▶ **YOUR OBJECTIVE**:
Filter the records below: which lines contain the string "Query"? Copy each of those lines.

-- Start of ENTRIES SHOWN --

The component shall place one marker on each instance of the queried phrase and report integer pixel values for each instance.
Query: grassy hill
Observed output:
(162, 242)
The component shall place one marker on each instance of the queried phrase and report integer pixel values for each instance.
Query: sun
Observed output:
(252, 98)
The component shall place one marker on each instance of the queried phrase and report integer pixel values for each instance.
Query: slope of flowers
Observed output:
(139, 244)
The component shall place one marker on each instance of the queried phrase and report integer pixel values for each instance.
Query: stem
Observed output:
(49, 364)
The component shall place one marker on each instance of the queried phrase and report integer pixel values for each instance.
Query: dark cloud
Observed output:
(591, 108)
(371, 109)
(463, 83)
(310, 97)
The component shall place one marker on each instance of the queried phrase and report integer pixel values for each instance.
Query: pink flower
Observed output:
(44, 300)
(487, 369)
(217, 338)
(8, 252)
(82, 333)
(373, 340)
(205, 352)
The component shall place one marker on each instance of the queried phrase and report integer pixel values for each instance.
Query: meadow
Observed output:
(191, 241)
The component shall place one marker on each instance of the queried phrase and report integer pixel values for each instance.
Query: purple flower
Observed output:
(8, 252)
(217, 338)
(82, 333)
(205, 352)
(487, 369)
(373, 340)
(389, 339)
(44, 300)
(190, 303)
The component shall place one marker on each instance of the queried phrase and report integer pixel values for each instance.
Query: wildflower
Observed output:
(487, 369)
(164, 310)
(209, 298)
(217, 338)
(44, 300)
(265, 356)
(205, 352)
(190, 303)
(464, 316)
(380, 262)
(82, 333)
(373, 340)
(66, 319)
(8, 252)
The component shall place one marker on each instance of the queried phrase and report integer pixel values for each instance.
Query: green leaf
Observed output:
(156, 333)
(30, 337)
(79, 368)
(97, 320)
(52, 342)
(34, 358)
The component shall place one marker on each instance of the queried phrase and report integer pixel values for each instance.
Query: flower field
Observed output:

-- End of ENTRIES SHOWN --

▶ **OUTPUT OF THE EXERCISE**:
Query: grassy hill
Query: sun
Query: slope of flowers
Query: stem
Query: dark cloud
Query: pink flower
Query: meadow
Query: purple flower
Query: wildflower
Query: green leaf
Query: flower field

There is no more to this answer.